* TEXTE DE LA PAGE *
^^^^^^^^

Dans ce cas, elle peut être placée partout où le camping n’est pas interdit, avec l’autorisation du propriétaire.
Installation supérieure à 8 mois :
Le code l’urbanisme (L 444-1) prévoit désormais les formalités suivantes:
- La yourte fait < 40m², une déclaration préalable est suffisante
- Si vous installez plus de 2 yourtes créant une surface habitable cumulée supérieure à 40 m², un permis d’aménager est nécessaire
Si le terrain n’est pas raccordé aux réseaux publics, le demandeur joint à son dossier une attestation prouvant que son habitat est autonome vis-à-vis des réseaux publics.
La Yourte contemporaine
Dès lors que la yourte ne rentre pas dans les critères de la tente, elle s’assimile alors à une construction nouvelle et entre dans le champ réglementaire du code de l’urbanisme :
– yourte de moins de 20m², assimilée à une construction nouvelle, il faut alors faire une déclaration préalable de travaux.
– yourte de plus de 20m², assimilée à un HLL (habitat léger de loisir), vous devrez donc demander un permis de construire.
– au delà de 50m², la demande de permis de construire doit satisfaire à la RT 2012 (réglementation thermique 2012) ARRÊTÉ du 11 décembre 2014.

^^^^^^^^

* LIGNES DE DONNÉES *
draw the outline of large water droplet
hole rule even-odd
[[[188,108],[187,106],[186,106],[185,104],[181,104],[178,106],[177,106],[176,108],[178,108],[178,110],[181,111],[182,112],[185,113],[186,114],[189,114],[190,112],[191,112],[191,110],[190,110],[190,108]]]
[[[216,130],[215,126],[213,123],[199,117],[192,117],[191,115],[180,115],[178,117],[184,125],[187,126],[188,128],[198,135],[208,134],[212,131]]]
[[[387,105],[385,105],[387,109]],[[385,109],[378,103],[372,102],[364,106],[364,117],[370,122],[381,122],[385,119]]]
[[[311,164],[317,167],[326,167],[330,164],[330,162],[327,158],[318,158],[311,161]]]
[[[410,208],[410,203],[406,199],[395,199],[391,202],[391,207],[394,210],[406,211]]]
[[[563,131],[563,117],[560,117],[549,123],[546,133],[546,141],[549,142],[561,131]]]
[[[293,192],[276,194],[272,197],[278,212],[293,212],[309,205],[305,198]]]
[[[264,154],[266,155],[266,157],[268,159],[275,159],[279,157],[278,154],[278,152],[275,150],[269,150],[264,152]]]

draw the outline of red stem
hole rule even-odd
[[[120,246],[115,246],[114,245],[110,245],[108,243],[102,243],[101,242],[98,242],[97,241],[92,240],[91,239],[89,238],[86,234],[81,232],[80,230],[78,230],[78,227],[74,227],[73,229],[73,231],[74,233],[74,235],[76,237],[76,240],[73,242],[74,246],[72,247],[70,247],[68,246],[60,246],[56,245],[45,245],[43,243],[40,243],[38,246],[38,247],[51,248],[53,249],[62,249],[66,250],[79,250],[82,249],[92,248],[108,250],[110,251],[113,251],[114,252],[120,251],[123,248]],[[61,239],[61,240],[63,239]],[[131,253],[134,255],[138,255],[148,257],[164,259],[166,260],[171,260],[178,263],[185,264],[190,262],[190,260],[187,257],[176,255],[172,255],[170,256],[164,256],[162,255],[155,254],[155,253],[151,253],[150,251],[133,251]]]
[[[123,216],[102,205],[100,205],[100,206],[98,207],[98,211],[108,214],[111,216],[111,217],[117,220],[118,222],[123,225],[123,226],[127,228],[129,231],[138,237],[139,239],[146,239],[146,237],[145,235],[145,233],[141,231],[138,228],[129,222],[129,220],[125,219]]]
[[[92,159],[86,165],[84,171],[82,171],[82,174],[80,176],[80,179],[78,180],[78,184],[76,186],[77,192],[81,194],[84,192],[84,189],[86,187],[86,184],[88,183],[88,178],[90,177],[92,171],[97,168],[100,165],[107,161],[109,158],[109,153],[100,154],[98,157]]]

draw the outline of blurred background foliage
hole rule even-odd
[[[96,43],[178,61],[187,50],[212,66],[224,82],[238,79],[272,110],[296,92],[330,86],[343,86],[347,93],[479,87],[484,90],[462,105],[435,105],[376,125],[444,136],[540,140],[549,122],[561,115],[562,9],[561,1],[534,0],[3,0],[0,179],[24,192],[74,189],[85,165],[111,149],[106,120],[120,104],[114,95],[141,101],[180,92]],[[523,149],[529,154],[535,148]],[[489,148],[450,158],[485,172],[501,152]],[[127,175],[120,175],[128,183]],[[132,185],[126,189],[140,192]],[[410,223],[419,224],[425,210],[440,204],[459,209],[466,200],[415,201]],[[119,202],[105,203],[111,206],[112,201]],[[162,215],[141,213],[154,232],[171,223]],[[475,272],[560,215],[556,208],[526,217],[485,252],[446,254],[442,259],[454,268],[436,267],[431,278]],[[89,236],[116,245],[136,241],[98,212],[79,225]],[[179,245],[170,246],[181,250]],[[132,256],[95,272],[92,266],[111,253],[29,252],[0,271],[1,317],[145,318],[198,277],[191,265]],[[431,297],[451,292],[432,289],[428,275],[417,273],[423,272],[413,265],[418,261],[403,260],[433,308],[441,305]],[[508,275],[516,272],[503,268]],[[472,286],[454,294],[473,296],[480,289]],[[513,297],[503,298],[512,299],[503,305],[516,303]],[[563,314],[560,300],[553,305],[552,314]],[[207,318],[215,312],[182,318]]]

^^^^^^^^

Extrayez tel quel, du texte sur la réglementation des yourtes, le passage allant de « La Yourte contemporaine » jusqu'à « préalable de travaux. ».

* RÉPONSE DE L'EXERCICE *
La Yourte contemporaine
Dès lors que la yourte ne rentre pas dans les critères de la tente, elle s’assimile alors à une construction nouvelle et entre dans le champ réglementaire du code de l’urbanisme :
– yourte de moins de 20m², assimilée à une construction nouvelle, il faut alors faire une déclaration préalable de travaux.